▸ **Passage to read**:
▼
Monday, February 10, 2014

Shock Wave Refraction Pixel Shader

Yesterday I had a few hours time and tweaked my explosion effects a little bit. Its not 100% finished, but have a first look:

Shock Wave Pixel Shader from Jan Tepelmann on Vimeo.

The implementation is straight forward. I use a pixel shader to manipulate the drawn pixels around the explosion. To be able doing this you have to render the whole scene first to a full screen quad. For more details about post-processing with full screen quads, heres a nice blog post about it. By drawing to the quad you can execute a pixel shader for every drawn pixel. The vertex shader does nothing in this case. This process is called post processing and effects like HDR, Bloom or more advanced effects like Screen Space Ambient Occlusion (SSAO) are realized in that way. But the possibilities for different effects are endless. Also deferred shading is some kind of post processing effect (nice slides explaining deferred shading).
In SunBurn you can simply create a post processor by deriving from a specific base class. This class uses a full screen quad for appling a pixel shader on the current frame.
The post processor is responsible for passing all the input variables to the actual shader and maybe do some pre processing. In my case I had to transform the explosions world positions into the coordinate system of the full screen quad. This is simply the texture coordinate space with (0,0) at the top left and (1,1) at the bottom right. Thats different to the normal projection process with the view-projection matrix! To get everything right I made a sketch how the positions have to be transformed.

Transformation from world space coordinates to texture coordinates
Next I want to add a refraction effect to the space ship engines.

Monday, January 20, 2014

First Beams effect

This weekend I finally had time to finish my code for auto aiming beams. Have a look:

Beams from Jan Tepelmann on Vimeo.

Not perfect yet, but a good start! When the beam has no target, the effect looks a little bit ugly. That surely needs improvement.

Calculating the beam curve
Every beam consists of a starting- and end-point. Firstly, I create a local coordinate system to make things easier. In the local coordinate system the starting point is at (0, 0) and the endpoint is at (1, 1). Now I use the XNA Curve Class to define a smooth curve between those two points. This is simply done by specifying the wanted values at the positions. The curve class can then interpolate between those position-value pairs (just use curve.Evaluate(position)). In the sketch below I defined five position-value pairs. The pairs are called CurveKeys:
  • (0, 0)
  • (0.25, 0.25²)
  • (0.50, 0.50²)
  • (0.75, 0.75²)
  • (1, 1)
▲
[Point placement records]
▼
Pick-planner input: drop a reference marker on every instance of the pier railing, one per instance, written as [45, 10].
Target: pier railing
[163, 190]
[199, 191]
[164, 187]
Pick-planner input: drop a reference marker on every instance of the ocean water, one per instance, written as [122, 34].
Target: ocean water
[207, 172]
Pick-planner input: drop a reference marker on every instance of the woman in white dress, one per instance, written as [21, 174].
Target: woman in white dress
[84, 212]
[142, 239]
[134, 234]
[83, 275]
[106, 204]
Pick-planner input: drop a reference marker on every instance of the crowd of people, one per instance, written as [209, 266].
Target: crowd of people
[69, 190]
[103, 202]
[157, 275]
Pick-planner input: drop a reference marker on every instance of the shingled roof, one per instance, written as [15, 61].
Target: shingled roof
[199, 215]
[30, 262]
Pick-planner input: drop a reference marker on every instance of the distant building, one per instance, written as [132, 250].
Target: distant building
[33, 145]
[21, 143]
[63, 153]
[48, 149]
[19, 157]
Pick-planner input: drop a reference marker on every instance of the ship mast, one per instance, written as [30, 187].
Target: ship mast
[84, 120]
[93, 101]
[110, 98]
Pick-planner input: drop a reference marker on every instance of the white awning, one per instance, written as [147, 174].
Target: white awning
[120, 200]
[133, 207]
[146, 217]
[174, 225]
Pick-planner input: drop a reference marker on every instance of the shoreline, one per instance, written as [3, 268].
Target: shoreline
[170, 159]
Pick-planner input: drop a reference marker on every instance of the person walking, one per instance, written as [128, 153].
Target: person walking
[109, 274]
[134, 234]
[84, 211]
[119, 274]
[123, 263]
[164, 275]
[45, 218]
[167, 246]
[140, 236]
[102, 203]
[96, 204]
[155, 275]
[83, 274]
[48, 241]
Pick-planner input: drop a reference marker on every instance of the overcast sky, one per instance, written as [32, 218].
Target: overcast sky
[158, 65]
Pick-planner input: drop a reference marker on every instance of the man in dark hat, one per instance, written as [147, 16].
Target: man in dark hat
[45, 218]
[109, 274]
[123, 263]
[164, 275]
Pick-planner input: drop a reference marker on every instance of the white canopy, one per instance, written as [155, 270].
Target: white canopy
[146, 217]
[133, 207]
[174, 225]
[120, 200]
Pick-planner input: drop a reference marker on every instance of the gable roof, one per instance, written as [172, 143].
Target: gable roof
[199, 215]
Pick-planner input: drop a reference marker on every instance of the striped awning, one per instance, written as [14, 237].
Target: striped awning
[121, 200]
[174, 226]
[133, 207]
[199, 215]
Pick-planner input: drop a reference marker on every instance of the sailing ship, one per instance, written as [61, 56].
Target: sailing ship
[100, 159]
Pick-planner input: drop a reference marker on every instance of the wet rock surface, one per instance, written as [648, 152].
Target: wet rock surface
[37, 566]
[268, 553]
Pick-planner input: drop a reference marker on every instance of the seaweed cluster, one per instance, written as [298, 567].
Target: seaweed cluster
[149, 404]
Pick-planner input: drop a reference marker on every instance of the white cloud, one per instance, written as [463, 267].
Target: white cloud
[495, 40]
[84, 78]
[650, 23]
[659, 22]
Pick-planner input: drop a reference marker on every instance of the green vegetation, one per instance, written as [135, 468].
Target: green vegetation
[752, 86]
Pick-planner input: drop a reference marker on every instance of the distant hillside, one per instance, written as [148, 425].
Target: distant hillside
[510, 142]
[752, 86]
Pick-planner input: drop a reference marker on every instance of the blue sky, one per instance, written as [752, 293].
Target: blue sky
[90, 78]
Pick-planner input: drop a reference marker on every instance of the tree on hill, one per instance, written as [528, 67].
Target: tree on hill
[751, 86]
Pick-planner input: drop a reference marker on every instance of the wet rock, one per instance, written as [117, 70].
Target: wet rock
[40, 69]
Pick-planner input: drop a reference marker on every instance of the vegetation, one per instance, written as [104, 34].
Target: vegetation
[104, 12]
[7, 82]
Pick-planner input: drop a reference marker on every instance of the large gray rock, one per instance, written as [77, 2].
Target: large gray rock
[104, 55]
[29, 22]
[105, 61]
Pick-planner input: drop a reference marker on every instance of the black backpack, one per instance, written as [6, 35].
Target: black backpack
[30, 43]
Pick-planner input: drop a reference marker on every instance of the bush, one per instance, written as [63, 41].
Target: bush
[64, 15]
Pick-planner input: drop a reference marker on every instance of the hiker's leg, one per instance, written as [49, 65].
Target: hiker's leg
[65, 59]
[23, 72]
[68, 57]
▲
▸ **Exercise set**:
A. Answer these questions about the game effects blog:
(i) In the shock wave post processing, what does the vertex shader do?
(ii) In the coordinate system of the full screen quad, where is the point (0,0)?
(iii) In the local coordinate system for a beam, where is the endpoint?
B. Return the part of the game effects blog starting at "Shock Wave Refraction" and ending at "Shader from Jan Tepelmann on Vimeo.".
C. Write the next part of the game effects blog, picking up after its final line.

▸ **Outputs**:
A.
(i) Nothing.
(ii) At the top left.
(iii) At (1, 1).

B.
Shock Wave Refraction Pixel Shader

Yesterday I had a few hours time and tweaked my explosion effects a little bit. Its not 100% finished, but have a first look:

Shock Wave Pixel Shader from Jan Tepelmann on Vimeo.

C.
You can see that this is simply a quadratic curve. So why then bother and use the curve class? Because now I can add an oscillation to the curve easily, by simply modifying the CurveKey values depending on the current time. This allows adding a wave effect on the beam.
A good sketch is half the battle :-)
Rendering the beam curve
To render the beam curve I  break the beam curve down into N line segments (in the video N=30). Those line segments are drawn with the help of a custom vertex shader (with hardware instancing! cool :-). The drawing code is based on the XNA RoundLine example (describing blog post). Since the original vertex shader draws on the XY-plane, I had to modify the shader to draw on the XZ-plane. I also did some other changes to the pixel shader to have a smoother glow effect. I think I will do some more tweaking in the pixel shader to make the beam look more like plasma.

Thursday, November 28, 2013


Last week I stumbled upon this blog post about generating and rendering Lightning Bolts. Really cool stuff. I was searching for such an effect for my missile interception weapon (see video below). So I implemented my own lighting effect generator. Have a look:

Missile Shield on Vimeo.

At first I wanted to implement the lightning effects straight forward and simply use a spritebatch for rendering. But then it came to me, that it would be really nice to integrate the lighting effect in the Mercury Particle Engine which I already use in my game. This allows to customize the bolt effect by adding all kind of Controllers and Modifiers, without changing any source code. Also Mercury has a really good particle editor and the effects can be saved and loaded from xml. Some useful modifiers are for example:
  • OpacityInterpolator: Adds a fading out effect.
  • ColourInterpolator: Bolt can change color depending on its age.
  • ScaleInterpolator: Bolt can change size.
Also its easy to add your own modifier. I created a simple jitter modifier, which you can see in the video above. The modifier moves all emitted particles randomly along their normal in the XZ plane. Implementing the modifier took me only a few minutes.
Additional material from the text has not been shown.